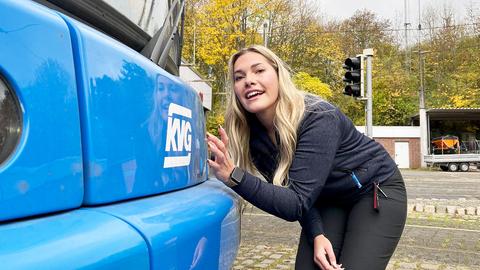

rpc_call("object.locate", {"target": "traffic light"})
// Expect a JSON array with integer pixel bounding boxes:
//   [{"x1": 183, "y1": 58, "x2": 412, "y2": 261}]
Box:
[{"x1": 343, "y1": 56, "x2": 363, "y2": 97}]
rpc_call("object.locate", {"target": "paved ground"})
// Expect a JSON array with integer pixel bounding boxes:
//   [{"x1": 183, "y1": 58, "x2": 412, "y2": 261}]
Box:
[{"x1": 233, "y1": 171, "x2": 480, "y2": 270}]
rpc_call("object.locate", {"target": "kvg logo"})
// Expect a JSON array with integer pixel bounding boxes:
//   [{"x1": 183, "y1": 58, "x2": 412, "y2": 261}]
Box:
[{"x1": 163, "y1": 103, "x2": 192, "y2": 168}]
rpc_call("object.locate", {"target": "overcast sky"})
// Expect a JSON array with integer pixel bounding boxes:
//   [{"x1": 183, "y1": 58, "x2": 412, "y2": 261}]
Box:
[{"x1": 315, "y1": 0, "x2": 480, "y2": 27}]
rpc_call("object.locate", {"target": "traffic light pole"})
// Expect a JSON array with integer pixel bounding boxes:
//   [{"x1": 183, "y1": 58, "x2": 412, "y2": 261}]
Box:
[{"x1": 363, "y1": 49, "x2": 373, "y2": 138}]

--

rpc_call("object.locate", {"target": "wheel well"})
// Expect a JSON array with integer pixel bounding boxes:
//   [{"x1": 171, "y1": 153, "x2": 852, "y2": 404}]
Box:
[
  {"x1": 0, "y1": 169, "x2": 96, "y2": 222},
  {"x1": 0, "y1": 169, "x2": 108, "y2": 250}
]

--

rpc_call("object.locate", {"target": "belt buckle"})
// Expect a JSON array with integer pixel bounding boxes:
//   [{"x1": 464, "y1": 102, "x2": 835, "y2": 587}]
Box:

--

Task — How many lines above contain the string "locate"? Matching is case-sensitive; reply with the number only.

Answer to the task — 7